▶ **WHAT IS NEEDED**: Copy the lines in the records from the line with "point: woman's face" through the end of the records, changing "innermost" to "central" and keeping everything else the same.

▶ **DATA SUPPLIED**:
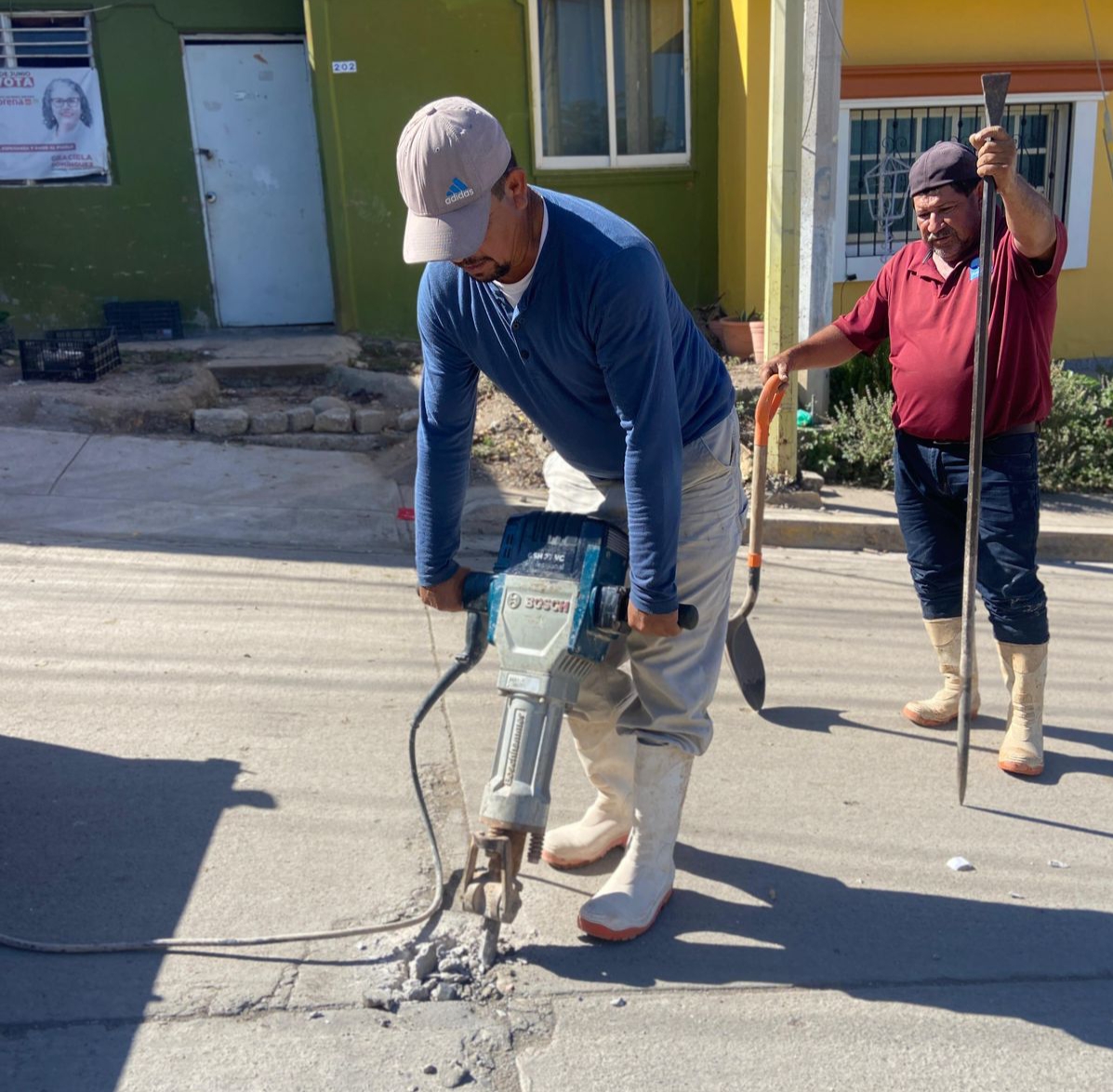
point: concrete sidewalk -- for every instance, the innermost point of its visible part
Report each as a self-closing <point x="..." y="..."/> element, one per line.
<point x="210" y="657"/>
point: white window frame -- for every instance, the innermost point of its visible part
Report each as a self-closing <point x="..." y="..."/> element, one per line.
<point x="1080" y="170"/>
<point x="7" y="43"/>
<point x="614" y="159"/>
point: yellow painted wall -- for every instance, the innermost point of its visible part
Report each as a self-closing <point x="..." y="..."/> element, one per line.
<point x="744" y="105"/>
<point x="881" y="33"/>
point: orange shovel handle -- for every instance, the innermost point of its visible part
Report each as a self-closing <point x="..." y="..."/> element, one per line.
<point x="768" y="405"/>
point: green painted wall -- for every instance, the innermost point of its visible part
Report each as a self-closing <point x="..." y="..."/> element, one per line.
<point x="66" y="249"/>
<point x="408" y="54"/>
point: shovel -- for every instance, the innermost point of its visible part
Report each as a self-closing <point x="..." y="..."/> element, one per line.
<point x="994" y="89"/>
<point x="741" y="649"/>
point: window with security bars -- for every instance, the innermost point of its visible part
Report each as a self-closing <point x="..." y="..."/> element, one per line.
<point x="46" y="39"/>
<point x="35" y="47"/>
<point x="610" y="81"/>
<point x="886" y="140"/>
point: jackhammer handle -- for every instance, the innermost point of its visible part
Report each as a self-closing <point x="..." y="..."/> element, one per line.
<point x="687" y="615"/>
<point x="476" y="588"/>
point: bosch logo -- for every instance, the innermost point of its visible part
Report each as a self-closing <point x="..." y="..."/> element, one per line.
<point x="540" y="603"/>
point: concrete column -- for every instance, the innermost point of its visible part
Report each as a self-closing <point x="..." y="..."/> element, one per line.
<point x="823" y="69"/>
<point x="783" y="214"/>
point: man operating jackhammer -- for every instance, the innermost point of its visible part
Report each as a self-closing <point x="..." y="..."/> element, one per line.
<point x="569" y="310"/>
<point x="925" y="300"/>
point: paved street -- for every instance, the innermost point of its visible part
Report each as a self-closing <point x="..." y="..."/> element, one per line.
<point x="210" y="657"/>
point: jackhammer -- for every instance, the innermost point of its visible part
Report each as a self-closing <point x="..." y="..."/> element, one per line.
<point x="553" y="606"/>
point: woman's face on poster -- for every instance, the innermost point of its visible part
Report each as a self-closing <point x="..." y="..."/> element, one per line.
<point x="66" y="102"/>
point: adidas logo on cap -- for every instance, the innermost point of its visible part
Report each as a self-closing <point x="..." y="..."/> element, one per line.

▶ **FINISHED EXERCISE**:
point: woman's face on poster -- for every instance, the central point of its visible part
Report each as a self-closing <point x="..." y="..."/> element, one per line.
<point x="66" y="102"/>
point: adidas logo on cap -- for every instance, the central point of its visible part
Report each as a self-closing <point x="..." y="..."/> element, one per line.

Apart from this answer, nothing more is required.